# [Problem]
Nothing before the line containing "eye in this" belongs in the answer; quote that line and all lines after it through the end of the material, word for word.

● ● ● ● ●

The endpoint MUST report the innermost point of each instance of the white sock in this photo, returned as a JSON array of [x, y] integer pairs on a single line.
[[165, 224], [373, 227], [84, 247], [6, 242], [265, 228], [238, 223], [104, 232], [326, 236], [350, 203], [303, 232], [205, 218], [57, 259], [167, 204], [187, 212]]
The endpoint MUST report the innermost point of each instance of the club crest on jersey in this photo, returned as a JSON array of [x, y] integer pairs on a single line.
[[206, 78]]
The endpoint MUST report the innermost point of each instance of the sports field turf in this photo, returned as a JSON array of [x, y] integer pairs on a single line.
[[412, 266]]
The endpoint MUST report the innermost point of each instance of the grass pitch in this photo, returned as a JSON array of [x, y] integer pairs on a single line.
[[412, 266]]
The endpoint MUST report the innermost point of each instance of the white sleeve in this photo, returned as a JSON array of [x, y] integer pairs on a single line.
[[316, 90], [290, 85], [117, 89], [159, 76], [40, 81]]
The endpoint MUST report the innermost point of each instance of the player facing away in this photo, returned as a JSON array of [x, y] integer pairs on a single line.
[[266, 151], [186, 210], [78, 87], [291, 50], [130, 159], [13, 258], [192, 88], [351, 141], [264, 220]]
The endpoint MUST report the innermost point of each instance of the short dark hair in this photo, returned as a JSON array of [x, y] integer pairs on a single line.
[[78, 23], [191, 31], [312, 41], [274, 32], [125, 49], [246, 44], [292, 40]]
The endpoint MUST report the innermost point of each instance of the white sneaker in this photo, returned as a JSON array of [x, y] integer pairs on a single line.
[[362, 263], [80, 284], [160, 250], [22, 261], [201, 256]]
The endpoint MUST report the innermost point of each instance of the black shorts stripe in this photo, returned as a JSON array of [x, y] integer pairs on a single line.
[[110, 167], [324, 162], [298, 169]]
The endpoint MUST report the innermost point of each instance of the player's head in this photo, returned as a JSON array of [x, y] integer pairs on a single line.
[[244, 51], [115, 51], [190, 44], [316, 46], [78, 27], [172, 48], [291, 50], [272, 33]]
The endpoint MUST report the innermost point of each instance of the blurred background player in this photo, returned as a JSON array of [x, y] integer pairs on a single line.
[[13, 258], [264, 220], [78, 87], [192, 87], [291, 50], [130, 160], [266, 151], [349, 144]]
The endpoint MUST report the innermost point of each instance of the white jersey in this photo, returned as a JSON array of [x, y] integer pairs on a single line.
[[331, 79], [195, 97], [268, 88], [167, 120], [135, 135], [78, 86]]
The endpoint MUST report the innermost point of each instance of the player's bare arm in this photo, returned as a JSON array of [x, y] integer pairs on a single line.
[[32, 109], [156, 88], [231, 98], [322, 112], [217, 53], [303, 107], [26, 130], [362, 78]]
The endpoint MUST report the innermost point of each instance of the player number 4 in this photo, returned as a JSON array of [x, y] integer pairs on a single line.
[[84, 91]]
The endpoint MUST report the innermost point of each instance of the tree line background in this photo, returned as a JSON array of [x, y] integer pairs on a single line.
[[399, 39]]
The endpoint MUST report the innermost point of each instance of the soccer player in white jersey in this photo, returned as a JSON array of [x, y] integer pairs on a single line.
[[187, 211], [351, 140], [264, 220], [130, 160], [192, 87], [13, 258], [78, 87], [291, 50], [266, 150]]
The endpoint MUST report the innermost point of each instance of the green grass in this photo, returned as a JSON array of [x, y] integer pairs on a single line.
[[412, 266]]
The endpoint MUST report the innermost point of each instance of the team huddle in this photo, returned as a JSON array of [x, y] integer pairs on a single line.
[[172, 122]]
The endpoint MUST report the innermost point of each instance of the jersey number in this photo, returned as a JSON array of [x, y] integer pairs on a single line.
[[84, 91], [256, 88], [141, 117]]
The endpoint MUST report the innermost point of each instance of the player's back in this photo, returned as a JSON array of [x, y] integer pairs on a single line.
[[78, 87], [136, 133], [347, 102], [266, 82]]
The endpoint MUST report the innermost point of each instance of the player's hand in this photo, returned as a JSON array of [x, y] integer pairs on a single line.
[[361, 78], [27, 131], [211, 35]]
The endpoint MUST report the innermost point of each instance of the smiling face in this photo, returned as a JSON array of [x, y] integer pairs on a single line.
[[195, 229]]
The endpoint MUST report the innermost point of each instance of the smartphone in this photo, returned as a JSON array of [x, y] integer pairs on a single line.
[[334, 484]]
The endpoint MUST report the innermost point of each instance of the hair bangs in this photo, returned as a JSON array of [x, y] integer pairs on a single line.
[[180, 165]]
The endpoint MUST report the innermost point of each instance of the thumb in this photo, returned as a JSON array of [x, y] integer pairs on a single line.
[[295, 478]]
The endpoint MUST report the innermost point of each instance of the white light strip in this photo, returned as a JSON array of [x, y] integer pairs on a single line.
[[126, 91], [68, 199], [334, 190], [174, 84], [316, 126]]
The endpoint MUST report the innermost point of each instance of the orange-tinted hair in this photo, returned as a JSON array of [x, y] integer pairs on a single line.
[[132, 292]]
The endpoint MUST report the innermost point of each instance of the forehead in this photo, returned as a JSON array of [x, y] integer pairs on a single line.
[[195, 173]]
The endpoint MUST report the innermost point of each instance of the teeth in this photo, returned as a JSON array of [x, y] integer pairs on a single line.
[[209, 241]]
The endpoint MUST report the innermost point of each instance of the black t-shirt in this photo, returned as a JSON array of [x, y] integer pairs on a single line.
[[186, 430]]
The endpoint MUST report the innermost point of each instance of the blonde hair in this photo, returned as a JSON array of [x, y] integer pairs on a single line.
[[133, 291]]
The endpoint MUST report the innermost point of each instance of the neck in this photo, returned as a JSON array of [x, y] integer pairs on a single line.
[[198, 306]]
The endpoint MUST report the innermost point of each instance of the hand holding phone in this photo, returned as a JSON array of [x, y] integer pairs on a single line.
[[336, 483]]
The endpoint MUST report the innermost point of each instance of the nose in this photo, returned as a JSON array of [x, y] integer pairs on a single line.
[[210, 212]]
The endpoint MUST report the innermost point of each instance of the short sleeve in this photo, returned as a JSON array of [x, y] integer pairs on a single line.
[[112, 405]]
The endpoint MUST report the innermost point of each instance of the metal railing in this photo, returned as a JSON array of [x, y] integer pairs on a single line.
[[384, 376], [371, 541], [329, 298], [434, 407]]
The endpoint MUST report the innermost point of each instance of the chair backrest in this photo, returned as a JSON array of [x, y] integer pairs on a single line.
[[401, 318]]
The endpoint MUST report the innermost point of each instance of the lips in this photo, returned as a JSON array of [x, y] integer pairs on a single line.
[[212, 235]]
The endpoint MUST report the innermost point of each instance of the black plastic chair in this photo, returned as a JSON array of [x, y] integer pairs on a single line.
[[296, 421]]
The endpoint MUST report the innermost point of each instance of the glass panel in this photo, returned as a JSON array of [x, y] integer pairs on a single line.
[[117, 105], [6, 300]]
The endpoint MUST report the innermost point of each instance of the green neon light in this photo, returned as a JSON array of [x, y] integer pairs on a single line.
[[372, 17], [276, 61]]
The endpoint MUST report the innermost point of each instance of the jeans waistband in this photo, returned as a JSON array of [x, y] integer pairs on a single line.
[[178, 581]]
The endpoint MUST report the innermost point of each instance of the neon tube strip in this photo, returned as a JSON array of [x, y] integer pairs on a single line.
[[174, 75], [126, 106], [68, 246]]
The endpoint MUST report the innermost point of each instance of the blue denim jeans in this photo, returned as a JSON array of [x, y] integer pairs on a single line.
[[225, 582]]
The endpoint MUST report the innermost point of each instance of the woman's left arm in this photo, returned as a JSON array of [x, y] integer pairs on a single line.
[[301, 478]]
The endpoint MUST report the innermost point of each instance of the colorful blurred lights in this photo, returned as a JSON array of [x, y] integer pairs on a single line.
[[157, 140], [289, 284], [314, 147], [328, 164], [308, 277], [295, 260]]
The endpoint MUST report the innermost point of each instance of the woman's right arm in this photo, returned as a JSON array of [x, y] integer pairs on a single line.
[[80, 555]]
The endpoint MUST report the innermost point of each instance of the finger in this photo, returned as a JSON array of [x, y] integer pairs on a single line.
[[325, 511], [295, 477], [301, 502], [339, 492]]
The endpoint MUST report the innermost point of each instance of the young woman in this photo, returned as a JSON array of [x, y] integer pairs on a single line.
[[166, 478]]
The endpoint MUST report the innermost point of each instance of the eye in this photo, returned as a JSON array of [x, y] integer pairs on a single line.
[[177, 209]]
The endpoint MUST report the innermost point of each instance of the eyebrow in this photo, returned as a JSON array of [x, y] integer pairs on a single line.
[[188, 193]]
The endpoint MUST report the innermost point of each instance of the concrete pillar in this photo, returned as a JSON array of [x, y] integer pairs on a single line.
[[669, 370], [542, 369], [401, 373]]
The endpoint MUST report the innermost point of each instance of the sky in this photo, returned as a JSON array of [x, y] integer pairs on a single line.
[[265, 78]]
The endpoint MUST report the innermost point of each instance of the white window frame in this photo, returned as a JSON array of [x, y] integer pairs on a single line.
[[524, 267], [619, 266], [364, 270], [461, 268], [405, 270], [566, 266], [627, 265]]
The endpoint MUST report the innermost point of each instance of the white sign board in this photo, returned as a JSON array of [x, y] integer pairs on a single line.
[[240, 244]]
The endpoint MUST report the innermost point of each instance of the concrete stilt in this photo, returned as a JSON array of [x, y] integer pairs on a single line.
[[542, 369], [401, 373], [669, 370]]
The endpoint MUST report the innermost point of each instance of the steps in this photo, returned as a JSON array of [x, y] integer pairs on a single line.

● ● ● ● ●

# [Reply to the exercise]
The endpoint MUST report the innermost point of each instance of the eye in this photo, returned as a JSON array of [x, y] integer pairs on a single line.
[[177, 209]]
The endpoint MUST report the innermost point of each instance of the eyebrow in this photo, returned as a JSON array of [x, y] integer pairs on a single line.
[[188, 193]]
The endpoint MUST report the innermost point of each instance of the concrete pillar in this photo, returned as a JSON array of [x, y] integer pairs on a single line.
[[669, 370], [542, 369], [401, 373]]
The endpoint MUST report the innermost point of each instance of the sky in this photo, returned as a JSON array of [x, y] integer pairs on a single line.
[[265, 78]]
The endpoint MUST report the innermost point of each instance of the white window frame in this photo, returned as a JSON array of [x, y] integer pairs on a single line.
[[524, 267], [619, 266], [364, 270], [461, 268], [405, 270], [566, 266], [627, 265]]
The endpoint MUST report the innermost point of each instance of the white sign board in this photo, returned as a JSON array of [x, y] integer pairs on a single line.
[[240, 244]]
The endpoint MUST report the innermost point of each instance of the concrete stilt in this photo, returned as a JSON array of [x, y] integer pairs on a single line.
[[542, 369], [401, 373], [669, 370]]
The endpoint MUST report the innermost point of each instance of the steps in this photo, returned as a JSON array of [x, y] integer pairs on a single line.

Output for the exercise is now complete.